__Reading passage__
# Do you give a break??



## NCL (Jan 18, 2004)

I have to bid on a condo complex for the streets and the driveways. There are 48 driveways, If I did them seperate I would charge $35. Would you give the association a lower price because you are already there and you doing all 48?? Thanks


----------



## chris k (Nov 5, 2002)

If it were a regular neighborhood would you? If I could make one stop and plow 48 driveways I would discount them for sure. You could probably plow them for $20 and make the same or more money than you would plowing 48 driveways in a 10 mile radius by the time you figure in gas and time.


----------



## scotty2222 (Nov 24, 2001)

Bid them by how long it would take you do the whole complex. Figure out what it would take to do the driveways then how long for the road. We do a condo complex with about 24 homes in there and and it takes about 45 min with two trucks thats roads and drives


----------



## CNYScapes (Sep 22, 2003)

(Photo object pointing records)
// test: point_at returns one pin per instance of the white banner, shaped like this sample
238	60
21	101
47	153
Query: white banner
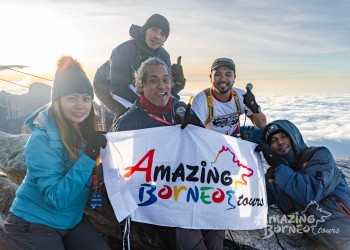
191	178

__Goal__
In the forum thread about bidding on a condo complex, how much would the first poster charge per driveway if each one were done separately?

__Solution to this problem__
$35